**Detalles del problema**
Convierte a CSV de dos columnas, "texto" y "respuesta", el material que va desde la línea que contiene "Practice step: locate the handrail" hasta la que contiene "point(388, 333)", ambas incluidas. Pon una fila por cada texto junto con su respuesta, cada uno en un solo campo entre comillas y con los saltos de línea cambiados por espacios.

------ Material de entrada ------

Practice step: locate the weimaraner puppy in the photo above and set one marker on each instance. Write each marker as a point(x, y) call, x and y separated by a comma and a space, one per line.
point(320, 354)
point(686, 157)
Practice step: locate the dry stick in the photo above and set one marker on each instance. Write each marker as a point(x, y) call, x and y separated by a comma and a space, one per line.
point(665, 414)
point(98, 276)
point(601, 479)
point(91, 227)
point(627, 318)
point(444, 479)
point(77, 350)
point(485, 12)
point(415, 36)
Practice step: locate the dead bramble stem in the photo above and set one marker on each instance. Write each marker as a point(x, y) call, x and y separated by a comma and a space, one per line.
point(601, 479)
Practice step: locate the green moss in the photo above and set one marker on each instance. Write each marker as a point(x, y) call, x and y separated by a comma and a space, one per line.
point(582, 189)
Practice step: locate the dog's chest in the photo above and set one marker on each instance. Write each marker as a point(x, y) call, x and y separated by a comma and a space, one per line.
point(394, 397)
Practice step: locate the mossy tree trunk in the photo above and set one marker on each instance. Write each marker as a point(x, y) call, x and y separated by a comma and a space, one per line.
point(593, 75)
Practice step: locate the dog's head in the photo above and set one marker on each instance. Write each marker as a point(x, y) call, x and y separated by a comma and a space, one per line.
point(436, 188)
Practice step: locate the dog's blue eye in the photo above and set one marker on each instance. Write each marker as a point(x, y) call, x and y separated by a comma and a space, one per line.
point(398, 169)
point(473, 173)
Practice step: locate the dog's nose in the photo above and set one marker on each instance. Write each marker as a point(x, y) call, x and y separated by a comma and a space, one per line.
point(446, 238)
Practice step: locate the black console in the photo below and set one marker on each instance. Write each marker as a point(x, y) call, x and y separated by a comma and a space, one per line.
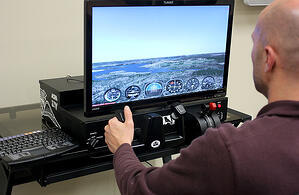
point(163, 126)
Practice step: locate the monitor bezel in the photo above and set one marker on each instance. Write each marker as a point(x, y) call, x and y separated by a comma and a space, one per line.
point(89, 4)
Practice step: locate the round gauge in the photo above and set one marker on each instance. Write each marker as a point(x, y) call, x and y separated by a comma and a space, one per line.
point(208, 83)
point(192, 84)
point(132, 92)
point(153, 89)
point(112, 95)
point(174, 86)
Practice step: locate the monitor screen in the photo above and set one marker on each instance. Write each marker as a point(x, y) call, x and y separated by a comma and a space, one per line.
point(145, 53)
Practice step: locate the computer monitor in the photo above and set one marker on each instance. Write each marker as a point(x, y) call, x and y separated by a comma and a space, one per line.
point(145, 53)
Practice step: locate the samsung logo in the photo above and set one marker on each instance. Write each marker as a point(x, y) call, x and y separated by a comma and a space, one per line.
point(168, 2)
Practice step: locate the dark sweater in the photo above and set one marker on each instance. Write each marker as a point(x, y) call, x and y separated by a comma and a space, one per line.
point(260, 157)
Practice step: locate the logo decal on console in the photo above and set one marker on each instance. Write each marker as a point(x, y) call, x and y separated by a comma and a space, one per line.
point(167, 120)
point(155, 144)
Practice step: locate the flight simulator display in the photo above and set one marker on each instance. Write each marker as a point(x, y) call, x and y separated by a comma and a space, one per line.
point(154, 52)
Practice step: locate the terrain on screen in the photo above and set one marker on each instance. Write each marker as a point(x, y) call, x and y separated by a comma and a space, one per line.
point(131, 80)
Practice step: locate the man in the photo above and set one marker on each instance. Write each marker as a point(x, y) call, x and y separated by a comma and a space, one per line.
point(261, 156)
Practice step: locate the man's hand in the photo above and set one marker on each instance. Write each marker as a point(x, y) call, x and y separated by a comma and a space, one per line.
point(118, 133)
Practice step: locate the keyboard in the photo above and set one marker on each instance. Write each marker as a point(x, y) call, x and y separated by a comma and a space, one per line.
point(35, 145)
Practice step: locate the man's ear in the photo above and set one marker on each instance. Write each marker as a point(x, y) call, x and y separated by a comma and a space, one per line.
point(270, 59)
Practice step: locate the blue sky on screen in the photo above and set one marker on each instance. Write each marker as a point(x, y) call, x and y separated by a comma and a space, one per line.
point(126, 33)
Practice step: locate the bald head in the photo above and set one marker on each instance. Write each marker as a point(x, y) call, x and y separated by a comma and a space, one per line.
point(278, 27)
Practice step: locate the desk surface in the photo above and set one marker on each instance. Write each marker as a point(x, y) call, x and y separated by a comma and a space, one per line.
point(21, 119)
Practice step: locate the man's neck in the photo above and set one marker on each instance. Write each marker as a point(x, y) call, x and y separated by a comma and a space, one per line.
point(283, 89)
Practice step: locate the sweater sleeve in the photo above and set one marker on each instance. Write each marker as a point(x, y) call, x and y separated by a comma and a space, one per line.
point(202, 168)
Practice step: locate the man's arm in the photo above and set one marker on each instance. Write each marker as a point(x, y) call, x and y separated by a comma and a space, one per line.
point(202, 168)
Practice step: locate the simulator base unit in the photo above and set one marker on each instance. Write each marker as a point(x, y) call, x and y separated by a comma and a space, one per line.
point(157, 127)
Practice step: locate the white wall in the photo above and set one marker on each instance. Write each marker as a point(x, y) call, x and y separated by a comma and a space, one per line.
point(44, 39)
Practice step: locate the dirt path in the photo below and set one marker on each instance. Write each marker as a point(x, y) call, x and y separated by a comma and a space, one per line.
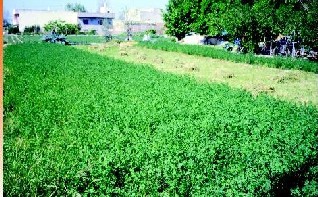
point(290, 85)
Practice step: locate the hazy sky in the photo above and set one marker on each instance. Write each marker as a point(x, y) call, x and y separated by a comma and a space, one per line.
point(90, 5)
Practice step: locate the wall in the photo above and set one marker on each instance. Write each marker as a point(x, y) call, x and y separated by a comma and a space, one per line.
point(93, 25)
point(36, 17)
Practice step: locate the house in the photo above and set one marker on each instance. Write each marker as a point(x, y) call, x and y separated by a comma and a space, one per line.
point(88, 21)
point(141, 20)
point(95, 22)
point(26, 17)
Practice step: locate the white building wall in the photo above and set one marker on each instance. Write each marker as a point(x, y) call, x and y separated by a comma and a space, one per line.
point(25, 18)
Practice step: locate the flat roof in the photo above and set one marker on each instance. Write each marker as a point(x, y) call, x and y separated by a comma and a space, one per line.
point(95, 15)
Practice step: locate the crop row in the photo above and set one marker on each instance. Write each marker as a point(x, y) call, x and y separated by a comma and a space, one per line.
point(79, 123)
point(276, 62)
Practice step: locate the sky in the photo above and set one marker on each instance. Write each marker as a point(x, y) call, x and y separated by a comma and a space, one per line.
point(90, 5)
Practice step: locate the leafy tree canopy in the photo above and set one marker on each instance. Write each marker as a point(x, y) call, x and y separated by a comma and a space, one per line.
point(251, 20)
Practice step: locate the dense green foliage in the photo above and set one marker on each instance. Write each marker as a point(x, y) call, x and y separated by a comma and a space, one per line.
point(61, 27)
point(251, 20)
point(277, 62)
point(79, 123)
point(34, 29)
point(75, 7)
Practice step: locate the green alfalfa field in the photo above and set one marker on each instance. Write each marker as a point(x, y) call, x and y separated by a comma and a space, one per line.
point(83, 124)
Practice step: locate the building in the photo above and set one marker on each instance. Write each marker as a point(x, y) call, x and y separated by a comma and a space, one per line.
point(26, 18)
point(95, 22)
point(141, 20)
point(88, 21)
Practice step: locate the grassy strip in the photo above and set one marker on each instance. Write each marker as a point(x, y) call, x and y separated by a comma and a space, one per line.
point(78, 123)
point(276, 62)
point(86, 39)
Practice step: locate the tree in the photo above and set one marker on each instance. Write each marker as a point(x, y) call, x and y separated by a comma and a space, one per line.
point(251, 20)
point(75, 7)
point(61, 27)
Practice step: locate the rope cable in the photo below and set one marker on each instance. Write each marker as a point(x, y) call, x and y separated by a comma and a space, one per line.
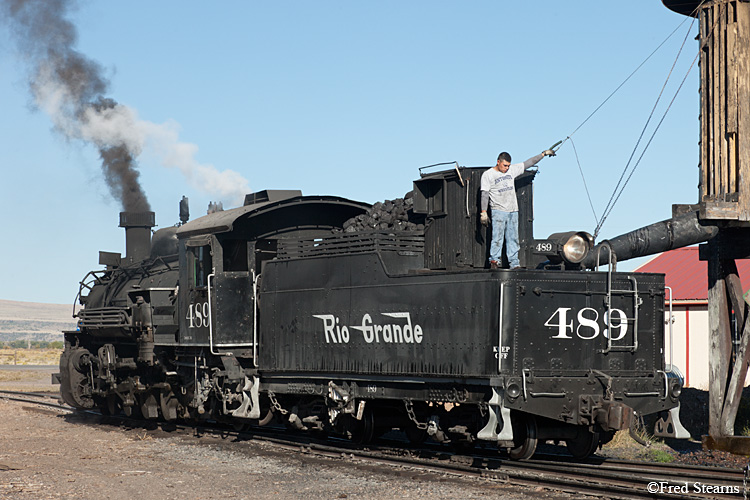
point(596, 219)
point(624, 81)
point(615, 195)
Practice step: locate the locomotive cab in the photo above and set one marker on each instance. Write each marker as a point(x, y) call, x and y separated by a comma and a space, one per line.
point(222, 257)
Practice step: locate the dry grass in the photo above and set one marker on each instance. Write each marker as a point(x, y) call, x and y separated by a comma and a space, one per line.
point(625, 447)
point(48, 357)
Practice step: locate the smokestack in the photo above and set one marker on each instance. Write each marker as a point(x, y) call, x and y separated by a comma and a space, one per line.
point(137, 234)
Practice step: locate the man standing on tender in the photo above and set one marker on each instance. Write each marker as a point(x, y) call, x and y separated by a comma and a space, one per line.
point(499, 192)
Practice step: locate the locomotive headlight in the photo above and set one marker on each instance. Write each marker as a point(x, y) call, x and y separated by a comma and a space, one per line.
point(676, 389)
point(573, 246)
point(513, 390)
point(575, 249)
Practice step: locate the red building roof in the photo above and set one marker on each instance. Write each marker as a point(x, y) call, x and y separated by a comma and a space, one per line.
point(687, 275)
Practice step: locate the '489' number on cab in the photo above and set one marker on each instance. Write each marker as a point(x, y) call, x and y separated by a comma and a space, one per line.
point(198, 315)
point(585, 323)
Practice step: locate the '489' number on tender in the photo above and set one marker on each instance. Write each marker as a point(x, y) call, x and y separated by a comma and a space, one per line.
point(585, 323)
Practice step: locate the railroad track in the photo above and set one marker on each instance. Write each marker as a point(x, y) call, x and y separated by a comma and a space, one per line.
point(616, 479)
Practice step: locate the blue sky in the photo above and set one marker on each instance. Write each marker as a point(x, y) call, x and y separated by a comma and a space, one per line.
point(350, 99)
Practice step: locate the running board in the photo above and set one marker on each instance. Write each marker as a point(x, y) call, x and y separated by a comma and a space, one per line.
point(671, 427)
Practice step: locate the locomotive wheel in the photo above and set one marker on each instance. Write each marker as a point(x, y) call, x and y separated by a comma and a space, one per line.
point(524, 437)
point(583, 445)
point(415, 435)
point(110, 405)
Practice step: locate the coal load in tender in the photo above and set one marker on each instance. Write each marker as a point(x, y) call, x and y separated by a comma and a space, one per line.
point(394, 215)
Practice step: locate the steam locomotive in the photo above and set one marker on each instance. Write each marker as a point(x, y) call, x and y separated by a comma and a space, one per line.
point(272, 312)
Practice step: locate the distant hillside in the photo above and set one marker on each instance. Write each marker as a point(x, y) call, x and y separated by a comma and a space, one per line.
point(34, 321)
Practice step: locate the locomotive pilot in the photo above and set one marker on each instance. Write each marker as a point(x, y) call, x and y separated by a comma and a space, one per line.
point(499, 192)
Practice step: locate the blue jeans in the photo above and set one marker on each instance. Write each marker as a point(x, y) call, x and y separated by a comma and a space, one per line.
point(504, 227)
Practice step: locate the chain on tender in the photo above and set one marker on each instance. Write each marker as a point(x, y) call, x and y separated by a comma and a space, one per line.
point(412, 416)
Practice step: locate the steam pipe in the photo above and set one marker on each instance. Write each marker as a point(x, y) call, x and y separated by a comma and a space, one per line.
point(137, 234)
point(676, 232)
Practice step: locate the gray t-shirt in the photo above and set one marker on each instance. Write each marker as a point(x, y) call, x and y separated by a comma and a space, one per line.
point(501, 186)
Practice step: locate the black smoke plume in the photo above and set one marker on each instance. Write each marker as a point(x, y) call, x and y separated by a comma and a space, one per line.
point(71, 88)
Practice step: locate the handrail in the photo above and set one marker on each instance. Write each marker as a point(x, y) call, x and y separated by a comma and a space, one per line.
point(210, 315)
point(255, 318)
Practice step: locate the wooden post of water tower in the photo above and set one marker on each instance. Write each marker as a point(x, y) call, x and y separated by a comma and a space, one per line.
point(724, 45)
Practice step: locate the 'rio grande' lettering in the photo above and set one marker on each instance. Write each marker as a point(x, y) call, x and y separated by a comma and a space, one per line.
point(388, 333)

------
------ Material de entrada ------

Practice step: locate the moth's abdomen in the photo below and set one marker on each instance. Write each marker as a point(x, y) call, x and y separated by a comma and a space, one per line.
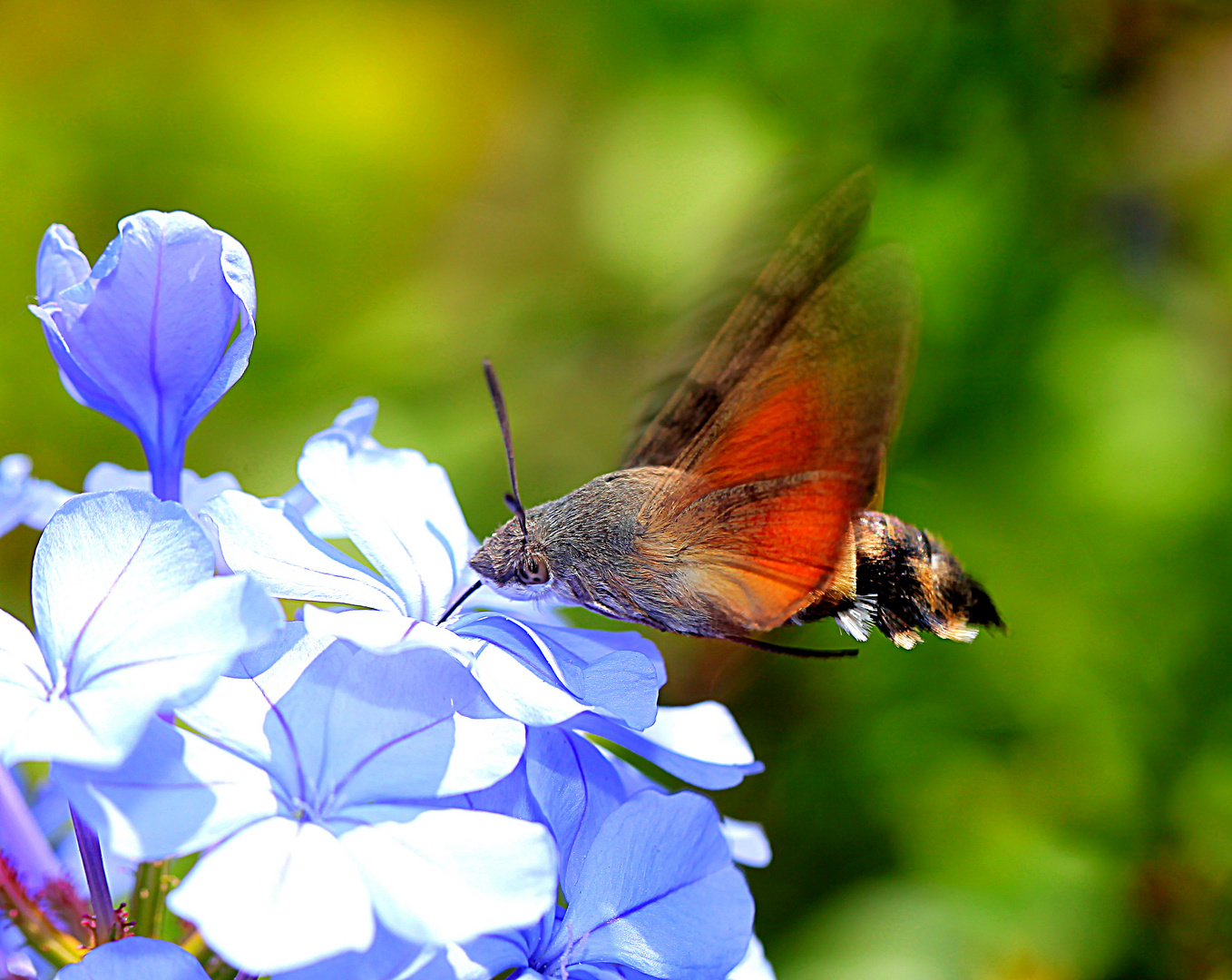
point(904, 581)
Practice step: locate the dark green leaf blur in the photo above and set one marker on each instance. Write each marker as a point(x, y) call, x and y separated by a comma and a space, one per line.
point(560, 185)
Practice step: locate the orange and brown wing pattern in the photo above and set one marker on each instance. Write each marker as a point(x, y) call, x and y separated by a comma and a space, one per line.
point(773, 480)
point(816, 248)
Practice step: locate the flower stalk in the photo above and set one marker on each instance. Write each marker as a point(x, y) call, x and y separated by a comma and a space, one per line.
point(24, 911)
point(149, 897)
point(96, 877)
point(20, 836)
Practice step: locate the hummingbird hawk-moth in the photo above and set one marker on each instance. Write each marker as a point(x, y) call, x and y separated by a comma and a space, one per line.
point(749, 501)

------

**Solución**
texto,respuesta
"Practice step: locate the handrail in the photo above and set one marker on each instance. Write each marker as a point(x, y) call, x and y separated by a comma and a space, one per line.","point(210, 315) point(255, 318)"
"Practice step: locate the wooden post of water tower in the photo above and set one marker on each instance. Write each marker as a point(x, y) call, x and y separated by a comma and a space, one per line.","point(724, 45)"
"Practice step: locate the 'rio grande' lettering in the photo above and set one marker on each instance. Write each marker as a point(x, y) call, x and y separated by a comma and a space, one per line.","point(388, 333)"